Sue Grafton was on the phone from Santa Barbara, discussing the evolving readership of her “Alphabet Mysteries” series starring P.I. Kinsey Millhone, a franchise that debuted with “A Is for Alibi” in 1982.
“I’m getting more male readers because I say to guys, ‘This isn’t about mascara and panty hose, it’s about kicking serious ass.’ They go along with that.”
Grafton’s latest entry is “X,” on sale Aug. 25 and destined to land on all the nation’s best-seller lists (Putnam, $29, 416 pages), a recurring feat for the series titles. In “X,” Kinsey must find a serial killer before he finds her.
Grafton, 75, and her husband, philosophy professor Steven Humphrey, divide their time between homes in Louisville, Ky., where she was born and raised, and a 2-acre ranch near Santa Barbara, the coastal city that models for Kinsey’s fictional hometown of Santa Teresa. Grafton chose the town’s name to honor “hard-boiled crime” novelist Ross Macdonald, who coined it in a novel in 1949.

____

— WRITTEN REQUEST 1 —
Copy the records exactly, starting at the line that contains "Pin every instance of the green foliage" and ending with the last line of the records.

____

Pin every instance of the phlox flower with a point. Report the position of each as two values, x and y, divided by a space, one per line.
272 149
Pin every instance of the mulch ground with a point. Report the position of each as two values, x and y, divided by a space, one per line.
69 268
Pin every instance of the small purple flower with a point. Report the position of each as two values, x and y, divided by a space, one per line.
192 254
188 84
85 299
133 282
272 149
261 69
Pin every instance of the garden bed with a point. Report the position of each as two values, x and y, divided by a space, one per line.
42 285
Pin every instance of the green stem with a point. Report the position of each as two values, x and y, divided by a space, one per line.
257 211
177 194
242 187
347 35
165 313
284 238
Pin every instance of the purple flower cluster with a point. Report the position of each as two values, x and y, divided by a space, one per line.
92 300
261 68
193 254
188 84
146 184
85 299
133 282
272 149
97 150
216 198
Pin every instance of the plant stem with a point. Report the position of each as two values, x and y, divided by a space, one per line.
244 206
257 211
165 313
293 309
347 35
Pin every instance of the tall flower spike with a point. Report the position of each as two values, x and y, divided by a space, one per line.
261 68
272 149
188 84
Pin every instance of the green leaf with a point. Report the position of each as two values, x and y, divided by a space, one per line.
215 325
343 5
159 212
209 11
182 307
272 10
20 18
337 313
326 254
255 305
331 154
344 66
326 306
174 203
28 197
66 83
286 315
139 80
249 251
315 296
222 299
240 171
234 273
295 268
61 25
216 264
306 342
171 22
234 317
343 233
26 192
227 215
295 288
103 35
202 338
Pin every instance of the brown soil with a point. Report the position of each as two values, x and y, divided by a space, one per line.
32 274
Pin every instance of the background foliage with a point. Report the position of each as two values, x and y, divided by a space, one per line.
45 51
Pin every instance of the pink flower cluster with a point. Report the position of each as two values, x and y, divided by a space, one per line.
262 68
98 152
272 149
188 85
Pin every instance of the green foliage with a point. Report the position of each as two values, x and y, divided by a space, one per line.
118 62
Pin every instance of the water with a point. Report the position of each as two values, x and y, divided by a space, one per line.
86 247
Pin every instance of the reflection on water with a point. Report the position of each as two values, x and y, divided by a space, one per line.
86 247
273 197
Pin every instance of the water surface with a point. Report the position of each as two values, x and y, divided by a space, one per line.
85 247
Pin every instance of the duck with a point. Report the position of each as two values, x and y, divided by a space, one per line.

____

— WRITTEN REQUEST 2 —
Restate the article about Sue Grafton word for word, from its first sentence to its last.

— TASK RESULT 1 —
Pin every instance of the green foliage with a point. Report the position of each as two values, x and y, divided by a space, one per line.
118 62
Pin every instance of the water with a point. Report the position of each as two values, x and y, divided by a space, one per line.
86 247
Pin every instance of the reflection on water with a point. Report the position of each as two values, x and y, divided by a space, one per line.
86 247
273 197
Pin every instance of the water surface with a point. Report the position of each as two values, x and y, divided by a space, one per line.
85 247
Pin every instance of the duck with a point. Report the position of each as two values, x and y, divided by a space, one per line.

— TASK RESULT 2 —
Sue Grafton was on the phone from Santa Barbara, discussing the evolving readership of her “Alphabet Mysteries” series starring P.I. Kinsey Millhone, a franchise that debuted with “A Is for Alibi” in 1982.
“I’m getting more male readers because I say to guys, ‘This isn’t about mascara and panty hose, it’s about kicking serious ass.’ They go along with that.”
Grafton’s latest entry is “X,” on sale Aug. 25 and destined to land on all the nation’s best-seller lists (Putnam, $29, 416 pages), a recurring feat for the series titles. In “X,” Kinsey must find a serial killer before he finds her.
Grafton, 75, and her husband, philosophy professor Steven Humphrey, divide their time between homes in Louisville, Ky., where she was born and raised, and a 2-acre ranch near Santa Barbara, the coastal city that models for Kinsey’s fictional hometown of Santa Teresa. Grafton chose the town’s name to honor “hard-boiled crime” novelist Ross Macdonald, who coined it in a novel in 1949.